## EXERCISE PROMPT
The response must contain each line of the material that holds "skirt".

## DATASET EXTRACT
--------------------
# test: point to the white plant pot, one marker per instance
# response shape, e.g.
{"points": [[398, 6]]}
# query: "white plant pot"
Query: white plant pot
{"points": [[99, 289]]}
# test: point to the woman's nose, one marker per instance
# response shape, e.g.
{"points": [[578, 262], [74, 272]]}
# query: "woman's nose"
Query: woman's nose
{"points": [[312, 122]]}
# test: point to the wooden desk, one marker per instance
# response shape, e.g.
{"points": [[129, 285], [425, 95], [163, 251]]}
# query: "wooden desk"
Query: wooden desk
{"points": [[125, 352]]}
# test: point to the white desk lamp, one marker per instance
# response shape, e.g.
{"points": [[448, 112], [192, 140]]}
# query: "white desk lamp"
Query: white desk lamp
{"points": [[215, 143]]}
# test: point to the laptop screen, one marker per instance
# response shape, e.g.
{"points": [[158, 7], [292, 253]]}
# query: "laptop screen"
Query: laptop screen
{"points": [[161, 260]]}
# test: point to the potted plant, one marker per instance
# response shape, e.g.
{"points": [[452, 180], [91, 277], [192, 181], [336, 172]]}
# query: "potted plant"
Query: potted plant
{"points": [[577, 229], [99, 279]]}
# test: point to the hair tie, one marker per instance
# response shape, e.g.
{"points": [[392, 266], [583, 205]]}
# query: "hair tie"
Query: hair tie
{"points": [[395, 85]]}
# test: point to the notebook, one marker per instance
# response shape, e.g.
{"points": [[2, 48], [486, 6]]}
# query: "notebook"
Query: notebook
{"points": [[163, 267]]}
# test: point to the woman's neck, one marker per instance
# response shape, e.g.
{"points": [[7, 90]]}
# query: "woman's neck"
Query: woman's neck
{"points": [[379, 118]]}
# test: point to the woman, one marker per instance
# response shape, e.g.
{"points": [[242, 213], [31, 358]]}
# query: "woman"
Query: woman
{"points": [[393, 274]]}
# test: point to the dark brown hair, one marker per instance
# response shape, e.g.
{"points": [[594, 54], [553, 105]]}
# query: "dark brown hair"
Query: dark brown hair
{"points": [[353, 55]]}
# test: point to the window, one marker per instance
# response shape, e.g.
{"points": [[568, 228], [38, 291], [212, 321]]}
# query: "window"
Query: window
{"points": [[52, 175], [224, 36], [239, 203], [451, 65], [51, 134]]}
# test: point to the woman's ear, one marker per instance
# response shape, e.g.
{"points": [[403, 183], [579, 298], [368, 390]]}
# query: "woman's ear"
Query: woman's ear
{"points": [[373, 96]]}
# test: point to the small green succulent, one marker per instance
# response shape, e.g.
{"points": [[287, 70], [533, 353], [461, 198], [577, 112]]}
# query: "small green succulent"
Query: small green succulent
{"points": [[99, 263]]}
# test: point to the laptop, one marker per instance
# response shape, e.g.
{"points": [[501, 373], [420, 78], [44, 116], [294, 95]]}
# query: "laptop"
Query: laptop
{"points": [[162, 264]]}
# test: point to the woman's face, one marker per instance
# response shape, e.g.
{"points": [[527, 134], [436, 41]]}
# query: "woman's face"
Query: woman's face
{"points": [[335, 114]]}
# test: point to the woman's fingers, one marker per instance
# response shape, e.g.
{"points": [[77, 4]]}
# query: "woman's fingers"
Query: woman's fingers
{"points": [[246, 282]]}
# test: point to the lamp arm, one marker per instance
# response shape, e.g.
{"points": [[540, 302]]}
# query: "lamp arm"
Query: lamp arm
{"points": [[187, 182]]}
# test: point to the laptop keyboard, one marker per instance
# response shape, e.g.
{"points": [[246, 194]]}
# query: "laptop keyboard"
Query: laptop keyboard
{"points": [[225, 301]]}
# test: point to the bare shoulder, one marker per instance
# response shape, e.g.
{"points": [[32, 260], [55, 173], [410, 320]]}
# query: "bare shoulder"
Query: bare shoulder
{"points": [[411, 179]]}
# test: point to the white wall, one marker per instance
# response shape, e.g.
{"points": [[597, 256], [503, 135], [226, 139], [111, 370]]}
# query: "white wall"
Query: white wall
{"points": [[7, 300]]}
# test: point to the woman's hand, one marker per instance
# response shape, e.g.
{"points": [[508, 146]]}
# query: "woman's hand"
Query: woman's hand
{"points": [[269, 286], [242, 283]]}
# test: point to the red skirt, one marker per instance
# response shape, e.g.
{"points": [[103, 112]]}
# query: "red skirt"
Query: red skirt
--------------------
## EXERCISE RESULT
# test: point to the red skirt, one marker per instance
# query: "red skirt"
Query: red skirt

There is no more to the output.